● **Page excerpt**

A global company needs to guard against payroll-related crime. Tim Kelsey considers how to avoid having R. Dean Taylor’s nightmare coming true in your organisation
The non- existent employee (or payroll ghost) is just one of the “crimes against payroll” we need to be vigilant against – especially when operating on an international basis. Sophisticated payroll scams not only include the creation of fictitious employees, but also the perennial favourites of fiddling time clocking records, making exaggerated expenses claims, and awarding loans to employees who then find ways to write off the sums owed.
Payroll fraud is one of those difficult but necessary subjects to discuss and confront on a regular basis. On the one hand, the vast majority of us simply cannot contemplate such a breach of ethics. Envy and greed play no part in the role of a payroll professional—and if these emotions trouble you, then a career change is the only answer. On the other hand, we all know it does occur—and we have to be prepared to identify it and prevent it from happening in our employer’s business. The following are short summaries of recent payroll stories that the media has covered:
- United States—An employee of the U.S. Postal Service in Washington, D.C., claimed $40,000 in wages for jury service that the employee claimed lasted 144 days. In reality, the employee had been discharged from jury duty on the first day of service, but had forged court papers to persuade his employer to pay him for what turned out to be a very long vacation.
- United Kingdom—A payroll supervisor working for a recruitment agency created more than 20 “ghost” employees on the payroll and fraudulently paid himself £2.9 million over a six-year period before being caught in an audit. Most of the money was gone before detection, having been spent on fast cars, holidays, and a Thai fiancée.
- Italy—The Southern Italian town of Boscotrecase was forced to shut down most of its municipal operations after an audit revealed that more than 200 employees were not performing their jobs. The individuals had bona fide roles with the municipality but did very little work—clocking in, drawing their salaries, but not actually performing any services. A hidden camera captured one employee placing a cardboard box over their head to avoid detection while clocking in many colleagues.
- Tanzania—In 2016, a national audit revealed that the Tanzanian government’s payroll had at least 10,000 employees drawing a combined salary of $2 million per month but who did not exist.
Segregate Payroll Duties
These global cases suggest that the best way to guard against payroll fraud is to have a good segregation of duties. No one person should be able to perform all the functions of creating a new employee, and preferably there should be three people to complete the process from start to finish. Two people might collude with each other, but it’s unlikely that three employees would do so. The segregation of duties argument is one of the most compelling reasons for locating the payroll function within the finance sphere rather than HR (collusion is easier if you know your colleagues), so companies that do locate payroll within HR should give special consideration as to how a good segregation of duties is achieved and routinely test that this works in practice.

● **Required task**
In the payroll fraud article, swap "audit" for "inspection" and write out the passage that begins at the words "- United Kingdom—A" and stops after "in many colleagues.".

● **Source material**
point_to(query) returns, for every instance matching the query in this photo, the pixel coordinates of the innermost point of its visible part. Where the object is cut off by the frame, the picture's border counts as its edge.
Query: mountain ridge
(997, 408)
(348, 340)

● **The reply**
- United Kingdom—A payroll supervisor working for a recruitment agency created more than 20 “ghost” employees on the payroll and fraudulently paid himself £2.9 million over a six-year period before being caught in an inspection. Most of the money was gone before detection, having been spent on fast cars, holidays, and a Thai fiancée.
- Italy—The Southern Italian town of Boscotrecase was forced to shut down most of its municipal operations after an inspection revealed that more than 200 employees were not performing their jobs. The individuals had bona fide roles with the municipality but did very little work—clocking in, drawing their salaries, but not actually performing any services. A hidden camera captured one employee placing a cardboard box over their head to avoid detection while clocking in many colleagues.